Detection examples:
########

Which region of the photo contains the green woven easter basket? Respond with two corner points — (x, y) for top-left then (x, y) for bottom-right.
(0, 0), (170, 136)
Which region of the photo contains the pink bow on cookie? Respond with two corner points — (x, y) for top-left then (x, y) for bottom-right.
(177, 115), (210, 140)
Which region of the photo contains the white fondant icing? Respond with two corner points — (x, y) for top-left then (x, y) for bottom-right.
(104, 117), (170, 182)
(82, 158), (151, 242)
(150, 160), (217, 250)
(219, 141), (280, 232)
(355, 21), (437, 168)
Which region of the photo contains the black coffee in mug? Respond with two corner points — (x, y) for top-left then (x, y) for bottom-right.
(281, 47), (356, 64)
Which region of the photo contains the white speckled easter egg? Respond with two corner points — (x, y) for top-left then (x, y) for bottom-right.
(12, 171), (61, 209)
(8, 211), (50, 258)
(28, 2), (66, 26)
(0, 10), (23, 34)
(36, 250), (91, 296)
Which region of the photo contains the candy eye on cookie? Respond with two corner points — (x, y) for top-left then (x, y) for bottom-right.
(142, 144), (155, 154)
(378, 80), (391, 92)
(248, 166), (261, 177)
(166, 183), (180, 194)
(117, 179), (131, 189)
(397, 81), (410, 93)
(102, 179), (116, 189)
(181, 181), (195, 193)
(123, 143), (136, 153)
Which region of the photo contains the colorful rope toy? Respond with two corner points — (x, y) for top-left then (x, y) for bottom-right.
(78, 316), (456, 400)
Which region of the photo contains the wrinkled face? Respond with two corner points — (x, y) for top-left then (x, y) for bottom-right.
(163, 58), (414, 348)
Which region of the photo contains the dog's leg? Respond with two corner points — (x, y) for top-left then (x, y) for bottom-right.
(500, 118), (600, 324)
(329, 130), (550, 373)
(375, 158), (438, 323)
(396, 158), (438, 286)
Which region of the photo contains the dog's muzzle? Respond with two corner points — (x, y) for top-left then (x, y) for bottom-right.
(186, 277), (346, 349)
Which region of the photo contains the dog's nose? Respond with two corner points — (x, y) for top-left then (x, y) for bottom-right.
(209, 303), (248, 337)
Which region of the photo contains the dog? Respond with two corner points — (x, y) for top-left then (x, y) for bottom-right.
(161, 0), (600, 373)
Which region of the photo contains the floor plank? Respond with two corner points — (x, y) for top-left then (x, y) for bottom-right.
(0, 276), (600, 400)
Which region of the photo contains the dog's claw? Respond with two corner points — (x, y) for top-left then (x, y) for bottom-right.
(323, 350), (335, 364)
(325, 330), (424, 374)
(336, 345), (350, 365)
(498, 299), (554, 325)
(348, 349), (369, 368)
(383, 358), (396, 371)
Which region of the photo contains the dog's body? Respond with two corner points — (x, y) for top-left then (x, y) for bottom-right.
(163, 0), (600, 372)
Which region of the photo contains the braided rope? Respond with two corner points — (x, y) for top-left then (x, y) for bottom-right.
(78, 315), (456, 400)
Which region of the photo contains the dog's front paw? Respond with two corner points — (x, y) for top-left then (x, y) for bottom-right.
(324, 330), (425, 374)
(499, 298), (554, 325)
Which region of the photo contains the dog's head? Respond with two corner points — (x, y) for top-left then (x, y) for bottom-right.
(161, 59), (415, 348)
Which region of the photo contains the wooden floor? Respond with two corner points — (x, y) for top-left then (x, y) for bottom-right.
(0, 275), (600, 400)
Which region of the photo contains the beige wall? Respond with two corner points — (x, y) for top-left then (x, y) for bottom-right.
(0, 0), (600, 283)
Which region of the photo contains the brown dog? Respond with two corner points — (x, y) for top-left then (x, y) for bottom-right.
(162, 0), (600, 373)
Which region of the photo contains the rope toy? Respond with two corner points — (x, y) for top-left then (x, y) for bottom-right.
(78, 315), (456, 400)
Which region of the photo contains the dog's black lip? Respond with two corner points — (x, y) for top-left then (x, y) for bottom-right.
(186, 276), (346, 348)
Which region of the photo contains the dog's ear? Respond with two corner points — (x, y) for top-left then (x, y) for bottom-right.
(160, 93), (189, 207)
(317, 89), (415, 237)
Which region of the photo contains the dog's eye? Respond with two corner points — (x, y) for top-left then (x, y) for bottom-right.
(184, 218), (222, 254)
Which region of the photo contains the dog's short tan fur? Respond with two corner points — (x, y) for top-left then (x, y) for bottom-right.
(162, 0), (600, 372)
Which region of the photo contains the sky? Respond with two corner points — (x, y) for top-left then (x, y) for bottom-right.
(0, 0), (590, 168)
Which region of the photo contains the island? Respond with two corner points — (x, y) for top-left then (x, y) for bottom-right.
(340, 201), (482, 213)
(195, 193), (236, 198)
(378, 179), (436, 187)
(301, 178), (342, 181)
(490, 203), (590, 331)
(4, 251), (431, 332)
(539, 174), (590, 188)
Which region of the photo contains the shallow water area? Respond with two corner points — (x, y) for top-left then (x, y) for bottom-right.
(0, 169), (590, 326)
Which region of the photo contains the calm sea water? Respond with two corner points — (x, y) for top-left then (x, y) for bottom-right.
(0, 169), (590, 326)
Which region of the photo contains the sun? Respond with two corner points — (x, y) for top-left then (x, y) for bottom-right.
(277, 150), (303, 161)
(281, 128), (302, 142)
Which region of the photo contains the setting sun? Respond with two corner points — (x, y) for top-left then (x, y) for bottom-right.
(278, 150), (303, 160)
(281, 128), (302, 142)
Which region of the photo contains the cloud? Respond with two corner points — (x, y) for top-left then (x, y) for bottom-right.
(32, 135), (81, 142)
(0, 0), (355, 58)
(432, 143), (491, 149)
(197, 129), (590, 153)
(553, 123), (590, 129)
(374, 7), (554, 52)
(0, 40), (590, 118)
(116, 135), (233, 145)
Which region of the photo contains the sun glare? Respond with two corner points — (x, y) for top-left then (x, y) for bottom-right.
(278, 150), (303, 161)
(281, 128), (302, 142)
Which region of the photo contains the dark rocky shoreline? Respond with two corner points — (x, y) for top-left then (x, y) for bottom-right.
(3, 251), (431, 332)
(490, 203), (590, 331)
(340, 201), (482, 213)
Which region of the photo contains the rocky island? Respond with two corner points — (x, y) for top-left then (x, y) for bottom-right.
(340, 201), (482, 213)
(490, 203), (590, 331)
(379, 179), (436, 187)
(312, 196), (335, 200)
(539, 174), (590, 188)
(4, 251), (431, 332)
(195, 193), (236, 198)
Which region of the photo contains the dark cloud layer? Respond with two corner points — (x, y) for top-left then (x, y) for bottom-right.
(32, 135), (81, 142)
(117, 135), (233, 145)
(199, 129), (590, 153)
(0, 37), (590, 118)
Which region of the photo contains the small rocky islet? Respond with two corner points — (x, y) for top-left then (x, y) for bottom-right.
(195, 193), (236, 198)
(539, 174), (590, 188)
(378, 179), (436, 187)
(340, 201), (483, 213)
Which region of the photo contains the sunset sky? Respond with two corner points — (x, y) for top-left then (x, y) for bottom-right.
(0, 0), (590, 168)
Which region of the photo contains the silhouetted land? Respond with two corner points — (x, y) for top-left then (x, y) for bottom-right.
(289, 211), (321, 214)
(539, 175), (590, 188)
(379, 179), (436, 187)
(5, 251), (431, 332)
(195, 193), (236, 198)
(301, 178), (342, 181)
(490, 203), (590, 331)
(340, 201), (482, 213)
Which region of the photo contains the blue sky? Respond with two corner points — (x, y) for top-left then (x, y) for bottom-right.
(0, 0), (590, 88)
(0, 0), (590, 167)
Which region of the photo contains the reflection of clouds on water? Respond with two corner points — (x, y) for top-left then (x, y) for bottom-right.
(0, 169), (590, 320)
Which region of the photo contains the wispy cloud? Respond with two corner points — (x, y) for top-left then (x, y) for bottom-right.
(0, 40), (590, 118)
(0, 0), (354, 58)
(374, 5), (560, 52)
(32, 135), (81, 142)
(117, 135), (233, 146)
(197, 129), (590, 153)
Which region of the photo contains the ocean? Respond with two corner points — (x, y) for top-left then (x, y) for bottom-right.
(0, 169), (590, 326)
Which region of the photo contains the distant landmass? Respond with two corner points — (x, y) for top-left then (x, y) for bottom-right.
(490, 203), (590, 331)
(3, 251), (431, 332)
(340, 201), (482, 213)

########

Copy out, word for word, the lines starting at the one that contains "Which region of the photo contains the candy" and ending at the one that contains "(396, 158), (438, 286)", with both of those lines included.

WORKED ANSWER:
Which region of the photo contains the candy eye on cookie? Respond with two corner points — (x, y) for top-left then (x, y) for bottom-right.
(142, 144), (155, 154)
(378, 80), (391, 92)
(248, 166), (261, 177)
(166, 183), (180, 194)
(117, 179), (131, 189)
(397, 81), (410, 93)
(102, 179), (116, 189)
(181, 181), (195, 193)
(123, 143), (136, 153)
Which region of the photo contains the colorful rope toy? Respond with two corner points — (x, y) for top-left then (x, y) for bottom-right.
(78, 316), (456, 400)
Which region of the photo contains the wrinkled face? Respond with two corner points — (x, y) for top-left then (x, y) for bottom-right.
(163, 58), (414, 348)
Which region of the photo contains the dog's leg? Respond with two corner points — (x, y) for top-left then (x, y) for bottom-right.
(500, 118), (600, 324)
(329, 130), (550, 373)
(375, 158), (438, 323)
(396, 158), (438, 286)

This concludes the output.